● **Texto mostrado**:

***

Estas preguntas siempre me las hice, y hasta ahora, no he tenido alguna respuesta racional.
Creo también, que hay veces, que los ángeles se corporizan.
Cuando nos encontramos con alguien que sentimos que tienen una luz muy especial.
Aquellas personas que sentimos son buenas, pero buenas de verdad.
Aquellos que de repente, aparecen en nuestras vidas, nos acompañan unos años, y sin saber porque, desaparecen abruptamente.
Justificamos eso, pensando que fue un designio de la vida.
Quizás, ellos son ángeles, que nos envía Dios, para ayudarnos, para corregir algo, sostenernos, apuntalarnos en nuestra fe, o tan sólo, acompañarnos.
Y estos ángeles aparecen, sin ser una competencia con nuestro querido Ángel de la guarda.
Alguna vez he comentado, que viví el momento de la muerte, quizás demasiado cerca.
Tuve la maravillosa y triste oportunidad, de estar presente en el preciso momento en que falleció Pedro, mi suegro.

***

● **Registros**:
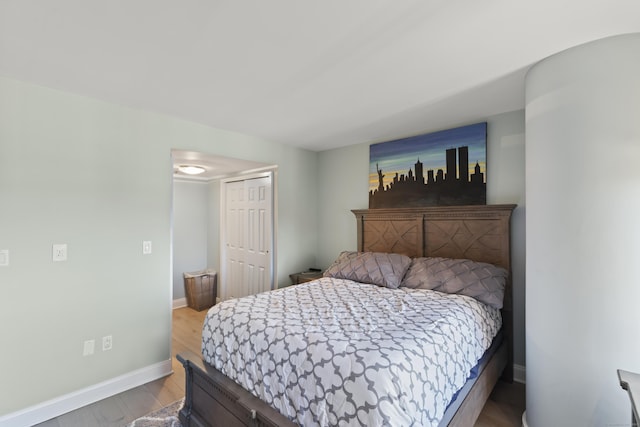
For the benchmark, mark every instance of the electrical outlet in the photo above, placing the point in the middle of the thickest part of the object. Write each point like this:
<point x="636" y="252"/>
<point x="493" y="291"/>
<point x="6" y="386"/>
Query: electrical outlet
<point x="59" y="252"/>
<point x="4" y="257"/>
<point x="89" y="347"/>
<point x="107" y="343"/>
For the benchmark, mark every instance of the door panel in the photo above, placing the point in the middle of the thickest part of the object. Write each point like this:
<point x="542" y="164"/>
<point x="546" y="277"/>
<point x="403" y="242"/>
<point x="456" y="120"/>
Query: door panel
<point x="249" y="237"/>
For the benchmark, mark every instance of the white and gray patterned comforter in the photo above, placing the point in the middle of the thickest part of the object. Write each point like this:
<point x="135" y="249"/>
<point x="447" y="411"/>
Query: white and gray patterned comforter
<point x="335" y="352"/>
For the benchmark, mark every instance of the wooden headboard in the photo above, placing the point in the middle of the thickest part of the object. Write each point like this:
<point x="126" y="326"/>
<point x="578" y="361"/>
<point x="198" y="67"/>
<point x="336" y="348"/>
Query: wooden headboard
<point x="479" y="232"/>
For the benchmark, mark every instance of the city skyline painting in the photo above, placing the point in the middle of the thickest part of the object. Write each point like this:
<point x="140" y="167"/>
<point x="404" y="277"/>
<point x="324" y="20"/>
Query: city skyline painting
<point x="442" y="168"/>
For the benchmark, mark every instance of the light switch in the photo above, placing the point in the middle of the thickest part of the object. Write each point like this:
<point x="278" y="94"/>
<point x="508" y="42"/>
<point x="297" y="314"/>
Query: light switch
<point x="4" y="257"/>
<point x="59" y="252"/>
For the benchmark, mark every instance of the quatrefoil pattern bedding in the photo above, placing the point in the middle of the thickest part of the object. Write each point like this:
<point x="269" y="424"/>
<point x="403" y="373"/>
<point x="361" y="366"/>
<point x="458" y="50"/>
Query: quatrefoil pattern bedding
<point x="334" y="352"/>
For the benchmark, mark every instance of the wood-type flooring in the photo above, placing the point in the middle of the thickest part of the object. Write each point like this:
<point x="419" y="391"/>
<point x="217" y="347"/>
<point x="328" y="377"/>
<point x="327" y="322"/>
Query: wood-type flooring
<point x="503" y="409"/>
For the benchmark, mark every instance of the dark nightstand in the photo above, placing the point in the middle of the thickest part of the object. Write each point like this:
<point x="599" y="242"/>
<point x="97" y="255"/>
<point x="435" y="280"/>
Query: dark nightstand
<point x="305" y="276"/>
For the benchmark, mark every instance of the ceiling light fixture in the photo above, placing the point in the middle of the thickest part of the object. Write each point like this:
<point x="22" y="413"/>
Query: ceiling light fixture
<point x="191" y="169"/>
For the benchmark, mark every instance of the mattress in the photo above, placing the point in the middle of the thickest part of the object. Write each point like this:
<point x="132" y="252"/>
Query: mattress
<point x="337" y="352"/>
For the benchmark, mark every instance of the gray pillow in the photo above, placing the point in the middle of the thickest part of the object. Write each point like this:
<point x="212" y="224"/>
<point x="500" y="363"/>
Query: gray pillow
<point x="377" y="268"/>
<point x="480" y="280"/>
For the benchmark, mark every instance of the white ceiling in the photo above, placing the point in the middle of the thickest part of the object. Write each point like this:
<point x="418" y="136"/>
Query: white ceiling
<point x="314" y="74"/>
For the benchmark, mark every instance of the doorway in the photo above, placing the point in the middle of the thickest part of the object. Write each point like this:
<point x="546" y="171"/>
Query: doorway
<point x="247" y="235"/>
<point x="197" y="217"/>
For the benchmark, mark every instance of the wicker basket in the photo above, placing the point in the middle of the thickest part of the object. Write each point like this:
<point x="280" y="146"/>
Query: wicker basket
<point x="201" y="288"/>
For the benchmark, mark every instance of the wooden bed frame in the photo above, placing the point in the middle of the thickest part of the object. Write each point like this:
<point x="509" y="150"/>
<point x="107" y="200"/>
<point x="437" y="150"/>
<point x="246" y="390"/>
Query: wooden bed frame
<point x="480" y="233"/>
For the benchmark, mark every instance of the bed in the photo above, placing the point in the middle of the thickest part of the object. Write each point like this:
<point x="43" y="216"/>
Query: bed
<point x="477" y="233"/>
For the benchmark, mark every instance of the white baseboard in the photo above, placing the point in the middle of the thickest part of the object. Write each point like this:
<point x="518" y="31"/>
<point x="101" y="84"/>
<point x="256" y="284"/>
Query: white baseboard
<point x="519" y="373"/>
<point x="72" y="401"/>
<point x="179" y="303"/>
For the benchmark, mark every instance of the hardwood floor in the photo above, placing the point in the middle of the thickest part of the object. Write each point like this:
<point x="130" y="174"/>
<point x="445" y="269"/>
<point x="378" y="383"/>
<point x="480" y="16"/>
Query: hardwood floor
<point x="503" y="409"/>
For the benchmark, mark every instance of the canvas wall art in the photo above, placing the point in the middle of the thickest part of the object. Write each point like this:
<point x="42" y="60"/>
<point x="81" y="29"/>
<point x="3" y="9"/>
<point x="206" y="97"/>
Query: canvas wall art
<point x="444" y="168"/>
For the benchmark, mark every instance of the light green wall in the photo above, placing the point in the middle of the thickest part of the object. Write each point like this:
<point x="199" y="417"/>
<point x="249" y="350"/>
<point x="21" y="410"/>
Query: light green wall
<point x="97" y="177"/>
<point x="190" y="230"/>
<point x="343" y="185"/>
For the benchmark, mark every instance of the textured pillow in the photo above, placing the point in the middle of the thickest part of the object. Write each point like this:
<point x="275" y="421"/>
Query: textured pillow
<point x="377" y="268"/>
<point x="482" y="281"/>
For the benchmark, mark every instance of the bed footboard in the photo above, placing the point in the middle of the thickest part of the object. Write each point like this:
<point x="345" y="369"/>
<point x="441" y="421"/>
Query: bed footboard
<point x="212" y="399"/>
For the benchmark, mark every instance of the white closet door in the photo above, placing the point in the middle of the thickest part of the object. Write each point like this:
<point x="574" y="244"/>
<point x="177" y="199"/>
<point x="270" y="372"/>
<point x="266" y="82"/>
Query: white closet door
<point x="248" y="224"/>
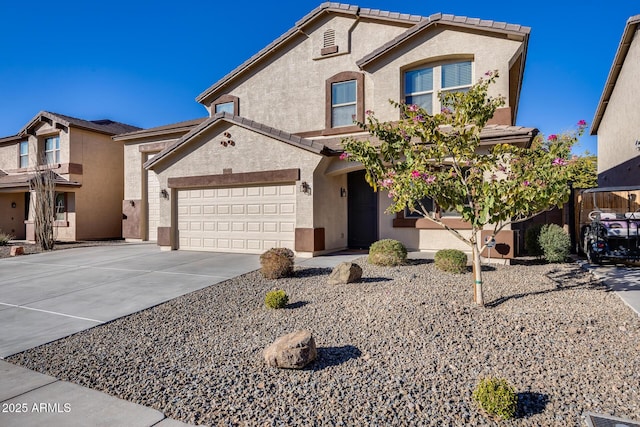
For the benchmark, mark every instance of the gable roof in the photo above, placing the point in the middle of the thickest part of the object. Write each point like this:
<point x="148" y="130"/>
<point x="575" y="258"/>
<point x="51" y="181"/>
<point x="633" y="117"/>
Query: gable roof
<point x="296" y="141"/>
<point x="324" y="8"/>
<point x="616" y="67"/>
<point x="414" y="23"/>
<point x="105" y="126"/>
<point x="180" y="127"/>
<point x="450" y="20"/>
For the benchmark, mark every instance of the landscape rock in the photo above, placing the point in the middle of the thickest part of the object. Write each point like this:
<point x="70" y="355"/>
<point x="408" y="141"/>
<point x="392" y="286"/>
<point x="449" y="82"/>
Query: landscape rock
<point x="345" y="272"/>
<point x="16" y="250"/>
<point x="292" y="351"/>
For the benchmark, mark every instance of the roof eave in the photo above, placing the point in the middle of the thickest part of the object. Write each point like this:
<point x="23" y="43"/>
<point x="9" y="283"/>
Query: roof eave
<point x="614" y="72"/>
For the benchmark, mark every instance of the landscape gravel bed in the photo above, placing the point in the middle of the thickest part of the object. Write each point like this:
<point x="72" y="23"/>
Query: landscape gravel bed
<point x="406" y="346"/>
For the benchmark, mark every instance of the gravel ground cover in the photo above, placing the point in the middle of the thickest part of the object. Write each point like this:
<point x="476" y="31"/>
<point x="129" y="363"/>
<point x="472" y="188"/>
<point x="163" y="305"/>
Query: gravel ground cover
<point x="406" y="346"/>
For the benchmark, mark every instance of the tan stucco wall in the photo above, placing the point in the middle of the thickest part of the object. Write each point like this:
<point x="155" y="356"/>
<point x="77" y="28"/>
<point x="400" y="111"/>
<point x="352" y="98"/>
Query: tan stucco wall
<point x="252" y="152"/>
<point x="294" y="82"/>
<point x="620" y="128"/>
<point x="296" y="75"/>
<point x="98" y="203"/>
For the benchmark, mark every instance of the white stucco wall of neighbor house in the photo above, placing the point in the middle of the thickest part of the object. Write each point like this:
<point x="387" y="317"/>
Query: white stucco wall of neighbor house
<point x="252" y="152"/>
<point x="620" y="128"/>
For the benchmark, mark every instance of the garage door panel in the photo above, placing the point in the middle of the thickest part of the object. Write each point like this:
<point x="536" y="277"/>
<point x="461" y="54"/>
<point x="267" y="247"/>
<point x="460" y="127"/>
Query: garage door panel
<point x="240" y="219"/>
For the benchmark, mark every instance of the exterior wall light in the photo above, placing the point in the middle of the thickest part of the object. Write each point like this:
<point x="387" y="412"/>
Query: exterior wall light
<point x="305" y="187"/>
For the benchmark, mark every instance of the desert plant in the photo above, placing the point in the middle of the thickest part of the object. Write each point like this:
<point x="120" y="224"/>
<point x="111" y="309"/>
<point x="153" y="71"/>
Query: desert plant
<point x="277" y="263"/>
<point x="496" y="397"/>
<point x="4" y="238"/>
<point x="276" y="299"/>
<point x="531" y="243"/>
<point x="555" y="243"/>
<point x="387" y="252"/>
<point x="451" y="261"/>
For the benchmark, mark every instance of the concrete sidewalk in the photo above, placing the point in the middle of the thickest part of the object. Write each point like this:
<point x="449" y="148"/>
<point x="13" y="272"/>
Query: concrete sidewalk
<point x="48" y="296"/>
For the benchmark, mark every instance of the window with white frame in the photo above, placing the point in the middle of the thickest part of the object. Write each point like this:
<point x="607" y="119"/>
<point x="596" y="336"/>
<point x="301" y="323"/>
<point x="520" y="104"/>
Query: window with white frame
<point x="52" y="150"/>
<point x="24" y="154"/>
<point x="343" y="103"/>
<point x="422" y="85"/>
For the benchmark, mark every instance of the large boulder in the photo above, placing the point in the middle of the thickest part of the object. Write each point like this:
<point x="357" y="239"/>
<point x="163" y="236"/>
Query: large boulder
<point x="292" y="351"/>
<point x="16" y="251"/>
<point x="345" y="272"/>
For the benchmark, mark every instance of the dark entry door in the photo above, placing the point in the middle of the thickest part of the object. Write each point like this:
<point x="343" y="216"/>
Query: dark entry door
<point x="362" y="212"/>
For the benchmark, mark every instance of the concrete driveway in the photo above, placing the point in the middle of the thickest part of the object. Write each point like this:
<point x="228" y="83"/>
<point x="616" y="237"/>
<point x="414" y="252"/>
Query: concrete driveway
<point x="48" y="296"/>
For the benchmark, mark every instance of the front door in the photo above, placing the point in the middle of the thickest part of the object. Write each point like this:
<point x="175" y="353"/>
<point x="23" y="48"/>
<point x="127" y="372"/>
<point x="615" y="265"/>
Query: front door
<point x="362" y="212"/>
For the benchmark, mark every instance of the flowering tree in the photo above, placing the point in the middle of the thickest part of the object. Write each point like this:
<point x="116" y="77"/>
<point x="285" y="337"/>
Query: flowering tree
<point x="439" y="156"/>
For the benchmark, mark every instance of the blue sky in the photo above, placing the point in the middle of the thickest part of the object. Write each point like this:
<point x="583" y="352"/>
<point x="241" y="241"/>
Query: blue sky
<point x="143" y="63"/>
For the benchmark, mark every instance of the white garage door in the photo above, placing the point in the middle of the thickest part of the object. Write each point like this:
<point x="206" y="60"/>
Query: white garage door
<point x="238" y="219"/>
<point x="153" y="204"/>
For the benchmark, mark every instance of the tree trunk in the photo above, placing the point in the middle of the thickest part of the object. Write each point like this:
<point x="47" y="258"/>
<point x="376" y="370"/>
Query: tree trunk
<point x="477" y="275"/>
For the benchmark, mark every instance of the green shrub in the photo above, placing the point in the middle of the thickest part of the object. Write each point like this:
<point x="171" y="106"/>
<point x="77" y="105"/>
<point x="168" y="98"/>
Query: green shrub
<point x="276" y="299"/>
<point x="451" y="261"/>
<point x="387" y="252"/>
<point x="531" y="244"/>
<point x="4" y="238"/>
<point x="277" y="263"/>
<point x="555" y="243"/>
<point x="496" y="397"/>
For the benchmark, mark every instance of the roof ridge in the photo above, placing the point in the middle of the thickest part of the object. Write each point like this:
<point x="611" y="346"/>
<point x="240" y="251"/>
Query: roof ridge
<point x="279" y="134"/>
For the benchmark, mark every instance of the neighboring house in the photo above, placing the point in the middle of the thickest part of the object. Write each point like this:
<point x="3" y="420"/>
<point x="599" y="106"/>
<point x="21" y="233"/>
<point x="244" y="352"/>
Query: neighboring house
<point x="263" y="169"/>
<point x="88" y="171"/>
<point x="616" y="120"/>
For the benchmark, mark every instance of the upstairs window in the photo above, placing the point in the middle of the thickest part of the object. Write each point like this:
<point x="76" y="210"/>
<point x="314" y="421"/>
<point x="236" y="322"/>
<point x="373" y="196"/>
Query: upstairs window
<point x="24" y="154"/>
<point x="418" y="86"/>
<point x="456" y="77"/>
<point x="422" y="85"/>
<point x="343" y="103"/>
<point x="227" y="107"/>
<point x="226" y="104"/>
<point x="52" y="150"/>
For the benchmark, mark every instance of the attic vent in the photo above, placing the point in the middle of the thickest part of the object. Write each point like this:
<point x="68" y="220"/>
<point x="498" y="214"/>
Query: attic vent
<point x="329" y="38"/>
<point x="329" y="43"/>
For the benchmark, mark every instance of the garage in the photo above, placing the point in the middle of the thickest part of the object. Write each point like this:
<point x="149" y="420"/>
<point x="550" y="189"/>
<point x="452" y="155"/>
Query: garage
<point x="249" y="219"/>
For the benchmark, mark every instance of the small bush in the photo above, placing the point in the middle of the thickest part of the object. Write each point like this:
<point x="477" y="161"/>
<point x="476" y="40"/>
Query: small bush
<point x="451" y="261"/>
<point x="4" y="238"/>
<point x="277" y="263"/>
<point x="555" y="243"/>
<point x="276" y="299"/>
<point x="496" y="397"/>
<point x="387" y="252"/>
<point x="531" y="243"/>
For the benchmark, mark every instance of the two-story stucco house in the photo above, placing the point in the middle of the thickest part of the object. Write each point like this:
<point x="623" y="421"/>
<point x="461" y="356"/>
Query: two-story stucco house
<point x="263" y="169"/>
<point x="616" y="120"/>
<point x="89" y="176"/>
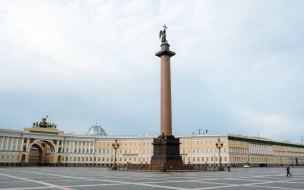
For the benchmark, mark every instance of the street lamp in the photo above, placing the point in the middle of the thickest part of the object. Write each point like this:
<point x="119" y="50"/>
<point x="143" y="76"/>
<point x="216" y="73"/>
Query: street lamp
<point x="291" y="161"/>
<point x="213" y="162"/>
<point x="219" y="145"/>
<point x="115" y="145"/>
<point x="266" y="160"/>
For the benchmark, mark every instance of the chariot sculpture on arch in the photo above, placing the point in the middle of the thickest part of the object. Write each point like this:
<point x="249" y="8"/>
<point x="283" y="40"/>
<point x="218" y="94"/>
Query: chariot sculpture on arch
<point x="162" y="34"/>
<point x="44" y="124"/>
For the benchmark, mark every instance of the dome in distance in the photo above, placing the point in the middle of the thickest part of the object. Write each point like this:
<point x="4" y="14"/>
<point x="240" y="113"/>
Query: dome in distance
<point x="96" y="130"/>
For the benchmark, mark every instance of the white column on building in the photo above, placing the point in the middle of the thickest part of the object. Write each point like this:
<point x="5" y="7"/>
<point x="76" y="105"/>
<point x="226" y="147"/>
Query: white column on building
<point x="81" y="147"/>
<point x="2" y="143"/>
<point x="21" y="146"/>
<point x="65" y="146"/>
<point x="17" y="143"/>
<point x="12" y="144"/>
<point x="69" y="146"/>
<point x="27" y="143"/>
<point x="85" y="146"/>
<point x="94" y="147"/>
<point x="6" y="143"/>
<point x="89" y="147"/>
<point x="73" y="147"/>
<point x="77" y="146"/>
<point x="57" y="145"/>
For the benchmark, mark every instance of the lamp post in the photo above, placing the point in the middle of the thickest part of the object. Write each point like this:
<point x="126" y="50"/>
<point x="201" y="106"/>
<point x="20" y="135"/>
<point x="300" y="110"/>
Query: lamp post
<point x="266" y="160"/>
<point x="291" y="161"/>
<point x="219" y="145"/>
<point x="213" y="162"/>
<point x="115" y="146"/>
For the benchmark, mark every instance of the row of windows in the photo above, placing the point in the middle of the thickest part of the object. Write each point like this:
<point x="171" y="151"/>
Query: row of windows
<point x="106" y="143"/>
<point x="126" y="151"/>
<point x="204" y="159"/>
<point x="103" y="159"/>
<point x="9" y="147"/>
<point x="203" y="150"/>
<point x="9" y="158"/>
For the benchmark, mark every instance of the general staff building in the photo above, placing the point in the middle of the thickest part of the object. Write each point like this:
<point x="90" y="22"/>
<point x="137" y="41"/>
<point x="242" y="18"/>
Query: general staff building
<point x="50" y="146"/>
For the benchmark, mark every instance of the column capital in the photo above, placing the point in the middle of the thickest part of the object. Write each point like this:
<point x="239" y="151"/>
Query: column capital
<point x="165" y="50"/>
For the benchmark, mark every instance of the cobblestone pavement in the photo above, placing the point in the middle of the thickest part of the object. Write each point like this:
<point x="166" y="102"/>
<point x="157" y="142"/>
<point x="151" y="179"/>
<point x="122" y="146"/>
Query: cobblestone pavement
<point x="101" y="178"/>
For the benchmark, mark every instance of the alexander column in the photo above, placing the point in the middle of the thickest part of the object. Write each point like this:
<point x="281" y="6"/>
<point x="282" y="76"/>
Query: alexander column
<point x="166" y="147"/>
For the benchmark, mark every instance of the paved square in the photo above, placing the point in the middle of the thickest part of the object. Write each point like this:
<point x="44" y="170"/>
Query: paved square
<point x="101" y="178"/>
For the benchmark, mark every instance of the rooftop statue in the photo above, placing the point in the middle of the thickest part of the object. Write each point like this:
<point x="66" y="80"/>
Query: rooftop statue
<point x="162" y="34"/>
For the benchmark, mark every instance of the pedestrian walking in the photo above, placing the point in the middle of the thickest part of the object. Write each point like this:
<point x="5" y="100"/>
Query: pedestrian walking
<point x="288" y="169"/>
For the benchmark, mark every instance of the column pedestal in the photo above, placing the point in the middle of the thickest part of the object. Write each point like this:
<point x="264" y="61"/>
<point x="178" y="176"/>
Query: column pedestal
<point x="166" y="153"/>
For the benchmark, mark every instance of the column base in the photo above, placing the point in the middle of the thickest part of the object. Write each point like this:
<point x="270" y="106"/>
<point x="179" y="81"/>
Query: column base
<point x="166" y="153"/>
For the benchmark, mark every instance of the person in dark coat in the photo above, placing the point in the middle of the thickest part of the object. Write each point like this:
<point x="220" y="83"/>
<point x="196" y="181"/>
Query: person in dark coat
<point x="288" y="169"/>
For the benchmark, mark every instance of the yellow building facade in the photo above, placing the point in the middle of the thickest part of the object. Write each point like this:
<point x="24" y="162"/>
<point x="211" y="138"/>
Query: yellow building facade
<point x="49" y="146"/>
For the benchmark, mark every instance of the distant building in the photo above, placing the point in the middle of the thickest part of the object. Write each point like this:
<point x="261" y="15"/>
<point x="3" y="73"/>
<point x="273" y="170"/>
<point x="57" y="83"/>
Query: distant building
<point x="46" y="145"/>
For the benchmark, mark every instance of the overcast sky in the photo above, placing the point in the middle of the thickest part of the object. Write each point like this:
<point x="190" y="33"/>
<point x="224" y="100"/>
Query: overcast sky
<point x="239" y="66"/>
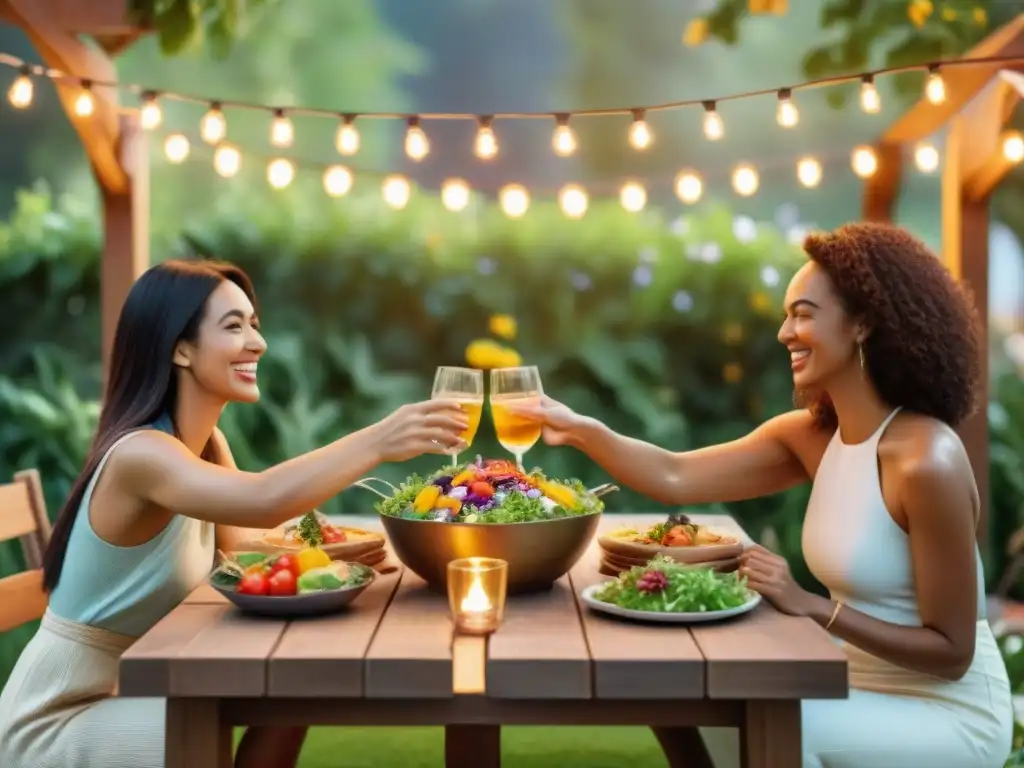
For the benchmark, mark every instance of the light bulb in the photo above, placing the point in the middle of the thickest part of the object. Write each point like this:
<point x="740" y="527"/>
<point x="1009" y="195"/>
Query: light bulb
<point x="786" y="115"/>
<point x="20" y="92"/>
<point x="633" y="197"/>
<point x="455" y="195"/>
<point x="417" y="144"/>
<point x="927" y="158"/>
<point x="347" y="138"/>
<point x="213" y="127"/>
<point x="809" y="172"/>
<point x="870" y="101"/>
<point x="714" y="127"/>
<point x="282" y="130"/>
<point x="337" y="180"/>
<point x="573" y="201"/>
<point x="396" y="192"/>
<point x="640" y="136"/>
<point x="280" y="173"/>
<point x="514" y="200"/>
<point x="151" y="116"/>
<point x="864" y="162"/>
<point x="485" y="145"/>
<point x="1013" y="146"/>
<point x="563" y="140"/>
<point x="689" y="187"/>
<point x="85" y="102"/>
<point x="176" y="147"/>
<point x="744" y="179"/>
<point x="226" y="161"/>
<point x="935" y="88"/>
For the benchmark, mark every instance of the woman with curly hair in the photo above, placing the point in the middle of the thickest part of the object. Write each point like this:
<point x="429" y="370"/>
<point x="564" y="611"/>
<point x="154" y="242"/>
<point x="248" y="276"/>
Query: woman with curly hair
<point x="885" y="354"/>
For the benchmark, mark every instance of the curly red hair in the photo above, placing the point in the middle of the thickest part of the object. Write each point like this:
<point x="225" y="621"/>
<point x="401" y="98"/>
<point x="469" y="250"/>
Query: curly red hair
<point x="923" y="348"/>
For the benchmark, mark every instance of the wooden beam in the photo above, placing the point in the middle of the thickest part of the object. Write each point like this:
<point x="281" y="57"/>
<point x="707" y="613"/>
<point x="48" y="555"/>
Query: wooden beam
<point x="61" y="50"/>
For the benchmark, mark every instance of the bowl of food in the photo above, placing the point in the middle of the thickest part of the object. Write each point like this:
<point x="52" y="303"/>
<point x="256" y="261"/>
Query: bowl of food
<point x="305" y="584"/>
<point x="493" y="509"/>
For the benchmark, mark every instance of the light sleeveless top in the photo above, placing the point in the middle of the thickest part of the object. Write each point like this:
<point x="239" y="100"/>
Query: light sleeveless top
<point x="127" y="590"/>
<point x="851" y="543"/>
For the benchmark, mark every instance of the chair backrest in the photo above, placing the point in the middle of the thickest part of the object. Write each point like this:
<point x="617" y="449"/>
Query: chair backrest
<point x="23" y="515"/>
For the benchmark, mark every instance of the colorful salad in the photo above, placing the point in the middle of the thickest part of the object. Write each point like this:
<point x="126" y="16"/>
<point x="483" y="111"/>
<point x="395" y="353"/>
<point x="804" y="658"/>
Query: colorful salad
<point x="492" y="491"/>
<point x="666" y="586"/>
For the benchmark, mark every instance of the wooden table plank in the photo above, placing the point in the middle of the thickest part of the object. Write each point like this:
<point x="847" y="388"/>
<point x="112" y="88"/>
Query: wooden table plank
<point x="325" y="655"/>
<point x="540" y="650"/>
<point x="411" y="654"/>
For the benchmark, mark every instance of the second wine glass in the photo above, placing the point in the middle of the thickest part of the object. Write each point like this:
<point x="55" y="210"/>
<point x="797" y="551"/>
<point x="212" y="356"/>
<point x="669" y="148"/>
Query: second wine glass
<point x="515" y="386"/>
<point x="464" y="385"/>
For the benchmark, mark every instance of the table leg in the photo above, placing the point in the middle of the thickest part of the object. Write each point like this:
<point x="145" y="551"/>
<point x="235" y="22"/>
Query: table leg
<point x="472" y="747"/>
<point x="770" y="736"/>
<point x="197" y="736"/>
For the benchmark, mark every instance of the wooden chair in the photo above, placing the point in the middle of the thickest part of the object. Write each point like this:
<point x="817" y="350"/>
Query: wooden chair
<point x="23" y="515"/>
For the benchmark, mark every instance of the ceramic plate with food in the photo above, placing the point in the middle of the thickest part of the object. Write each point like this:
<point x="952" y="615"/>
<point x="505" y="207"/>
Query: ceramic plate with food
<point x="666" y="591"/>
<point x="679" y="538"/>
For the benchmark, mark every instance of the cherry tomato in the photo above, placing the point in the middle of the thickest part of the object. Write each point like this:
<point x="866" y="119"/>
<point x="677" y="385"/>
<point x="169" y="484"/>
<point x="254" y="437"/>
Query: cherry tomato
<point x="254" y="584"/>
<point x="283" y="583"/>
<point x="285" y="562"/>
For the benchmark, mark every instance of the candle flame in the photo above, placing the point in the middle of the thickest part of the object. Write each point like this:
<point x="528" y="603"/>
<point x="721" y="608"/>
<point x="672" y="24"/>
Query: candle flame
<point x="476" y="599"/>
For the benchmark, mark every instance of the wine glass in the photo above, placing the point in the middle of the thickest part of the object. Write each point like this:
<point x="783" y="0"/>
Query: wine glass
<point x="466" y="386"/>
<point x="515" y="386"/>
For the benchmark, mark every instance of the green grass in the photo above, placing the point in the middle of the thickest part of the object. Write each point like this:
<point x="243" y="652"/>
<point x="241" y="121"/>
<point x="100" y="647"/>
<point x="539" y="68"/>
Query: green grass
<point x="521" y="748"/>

***

● **Tarea pendiente**:
Indica si cada afirmación concuerda con el texto sobre los ángeles, respondiendo sí o no y citando literalmente las palabras del texto que lo deciden.
1. Quien escribe ya encontró una respuesta racional a estas preguntas.
2. Quien escribe estuvo presente cuando murió Pedro.
3. Los ángeles que aparecen compiten con el Ángel de la guarda.

● **Tarea resuelta**:
1. No: "no he tenido alguna respuesta racional".
2. Sí: "estar presente en el preciso momento en que falleció Pedro, mi suegro".
3. No: "sin ser una competencia con nuestro querido Ángel de la guarda".